EXERCISE DATA section start

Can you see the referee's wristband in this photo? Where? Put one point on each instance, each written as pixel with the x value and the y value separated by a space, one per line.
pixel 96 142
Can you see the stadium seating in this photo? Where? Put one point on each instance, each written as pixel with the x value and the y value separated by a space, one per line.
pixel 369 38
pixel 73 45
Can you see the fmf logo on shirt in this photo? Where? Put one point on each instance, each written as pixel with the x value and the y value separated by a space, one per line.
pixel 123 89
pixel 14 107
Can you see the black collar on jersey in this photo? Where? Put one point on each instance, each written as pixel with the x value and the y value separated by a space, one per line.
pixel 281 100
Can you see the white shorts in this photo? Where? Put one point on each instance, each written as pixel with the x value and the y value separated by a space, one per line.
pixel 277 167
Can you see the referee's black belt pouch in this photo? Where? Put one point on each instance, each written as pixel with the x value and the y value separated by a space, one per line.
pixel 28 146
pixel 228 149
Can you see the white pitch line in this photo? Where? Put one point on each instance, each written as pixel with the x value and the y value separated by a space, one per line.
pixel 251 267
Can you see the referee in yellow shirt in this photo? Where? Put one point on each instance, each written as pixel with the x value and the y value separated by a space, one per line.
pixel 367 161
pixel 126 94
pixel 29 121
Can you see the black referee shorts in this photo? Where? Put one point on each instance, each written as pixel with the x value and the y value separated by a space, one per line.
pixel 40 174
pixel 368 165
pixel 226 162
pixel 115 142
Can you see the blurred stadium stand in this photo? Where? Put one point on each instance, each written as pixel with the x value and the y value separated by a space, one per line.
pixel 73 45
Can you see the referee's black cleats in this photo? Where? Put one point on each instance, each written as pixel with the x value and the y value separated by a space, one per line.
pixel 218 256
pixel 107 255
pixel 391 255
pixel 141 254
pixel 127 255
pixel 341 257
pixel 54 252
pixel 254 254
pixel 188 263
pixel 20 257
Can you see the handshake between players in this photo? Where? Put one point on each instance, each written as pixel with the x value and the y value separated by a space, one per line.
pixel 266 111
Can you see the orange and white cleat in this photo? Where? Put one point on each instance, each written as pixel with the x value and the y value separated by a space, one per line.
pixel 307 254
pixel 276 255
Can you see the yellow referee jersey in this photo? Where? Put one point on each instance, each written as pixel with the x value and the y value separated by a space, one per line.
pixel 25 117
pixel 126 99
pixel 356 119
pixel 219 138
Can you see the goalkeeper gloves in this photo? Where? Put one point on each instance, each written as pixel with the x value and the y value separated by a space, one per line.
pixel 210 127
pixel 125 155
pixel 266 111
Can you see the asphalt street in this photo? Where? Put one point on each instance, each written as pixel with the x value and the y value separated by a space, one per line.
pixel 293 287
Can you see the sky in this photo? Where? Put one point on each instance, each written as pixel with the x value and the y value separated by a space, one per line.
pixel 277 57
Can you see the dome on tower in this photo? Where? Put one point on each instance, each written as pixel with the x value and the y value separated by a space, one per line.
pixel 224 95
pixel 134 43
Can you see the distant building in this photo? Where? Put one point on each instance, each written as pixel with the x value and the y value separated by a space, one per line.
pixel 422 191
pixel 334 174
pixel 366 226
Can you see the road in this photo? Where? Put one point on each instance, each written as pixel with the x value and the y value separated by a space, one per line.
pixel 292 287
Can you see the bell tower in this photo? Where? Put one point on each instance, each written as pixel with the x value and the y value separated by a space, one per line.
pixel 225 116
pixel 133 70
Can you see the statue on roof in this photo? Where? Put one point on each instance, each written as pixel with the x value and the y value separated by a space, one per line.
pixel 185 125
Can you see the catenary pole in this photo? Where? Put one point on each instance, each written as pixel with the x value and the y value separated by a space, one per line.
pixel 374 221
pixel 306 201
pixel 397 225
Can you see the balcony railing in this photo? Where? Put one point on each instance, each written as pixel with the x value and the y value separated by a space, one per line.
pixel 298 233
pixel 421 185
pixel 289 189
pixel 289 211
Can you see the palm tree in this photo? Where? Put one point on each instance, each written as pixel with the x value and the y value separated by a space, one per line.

EXERCISE DATA section end

### PROBLEM
Your response must consist of the entries, reproduced exactly.

### RESPONSE
Can you see the referee's wristband in this photo? Where? Put one point on each instance, each written as pixel with the x value and the y value separated by a space, one per line.
pixel 96 142
Can you see the stadium seating in this photo? Where? Put one point on each instance, each written as pixel with the x value and the y value separated by a space, one per line.
pixel 369 38
pixel 73 45
Can you see the fmf logo on shirt in this photo? Where? Put one point on each instance, each written as pixel with the x value and the y value separated by a space, one per line.
pixel 123 89
pixel 14 107
Can you see the black collar on jersey in this photo? Where? Put one point on each instance, each written as pixel with the x value and the y value separated by a space, one per line.
pixel 281 100
Can you see the white shorts in this photo? Where? Put one point on each instance, each written as pixel with the x value and the y value separated by a space, one per line.
pixel 277 167
Can you see the referee's black belt pouch in this photo? Where? Put one point on each instance, each written as pixel with the x value and the y value separated by a space, one per line.
pixel 28 146
pixel 228 149
Can you see the white pitch line in this photo? Where? Put one point on each instance, each written as pixel with the x value and the y value separated by a space, one per line.
pixel 251 267
Can you see the referee in yellow shirt in this photo? Where? Put one point on each instance, each written as pixel with the x value and the y value separated by a space, one per line.
pixel 367 161
pixel 126 94
pixel 29 121
Can you see the black referee shorts in this photo? Where? Put one point on each instance, each written as pixel with the x value and the y value separated by a space, one per line.
pixel 40 174
pixel 368 165
pixel 226 162
pixel 115 142
Can you see the blurred stadium stand in this photo? Where? Put one point on each instance, each written as pixel with the x value and the y value separated by a space, one per line.
pixel 73 45
Can you see the referee's black cleats in this photo? Where? Put one point on each instance, each written as pixel with the x value and the y value separated by a space, one per line.
pixel 218 256
pixel 107 255
pixel 391 255
pixel 141 254
pixel 127 255
pixel 341 257
pixel 54 252
pixel 254 254
pixel 188 263
pixel 20 257
Can you see the handshake between players in this photo? Where? Put one point on each instance, each written as pixel with the x value and the y value separated by a space, one per line.
pixel 266 111
Can you see the orange and white cleat in this photo? Where? Put one point on each instance, each written as pixel with the x value and the y value separated by a space, one per line.
pixel 307 254
pixel 276 255
Can you see the yellow referee jersey in this photo? Where? Put one point on each instance, each written as pixel with the x value and the y value separated by a space, one per line.
pixel 25 117
pixel 126 99
pixel 356 119
pixel 219 138
Can you see the goalkeeper gloves in this photo? Where? Put one point on each instance, each written as pixel with the x value and the y value separated by a space, one per line.
pixel 210 127
pixel 125 155
pixel 266 111
Can you see the asphalt street in this photo? Where? Put one point on each instance, each written as pixel with the x value and the y value separated by a space, one per line.
pixel 293 287
Can you see the sky in this photo? Where? Put one point on each instance, each written as pixel with the x value and the y value separated by a space, one per line.
pixel 277 57
Can you see the dome on tower in this photo? Where? Put one point on each instance, each written as pixel with the x value and the y value separated by a space, one per line.
pixel 224 95
pixel 134 43
Can you see the distant building in this photo? Where? Put one point on each instance, each written as pixel with the x value and the y value separated by a space, one per line.
pixel 422 191
pixel 334 174
pixel 366 226
Can you see the road in this photo? Where? Put one point on each instance, each written as pixel with the x value and the y value separated by a space, one per line.
pixel 292 287
Can you see the bell tower in this photo? Where? Put one point on each instance, each written as pixel with the x value and the y value separated by a space, one per line.
pixel 225 116
pixel 133 70
Can you see the statue on roof in this photo? Where? Put one point on each instance, each written as pixel with the x value and the y value separated by a space, one per line.
pixel 185 125
Can you see the catenary pole in this photo? Where? Put one point on each instance, each written as pixel with the x value and the y value separated by a space, one per line.
pixel 374 221
pixel 306 201
pixel 397 225
Can you see the balcony railing in this photo? Where? Put one point on each instance, each written as pixel with the x value and the y value separated by a space, one per line.
pixel 298 233
pixel 421 185
pixel 289 189
pixel 289 211
Can you see the palm tree in this photo? Where? Put one point on each instance, each written as pixel with the x value and the y value separated by a space, one per line.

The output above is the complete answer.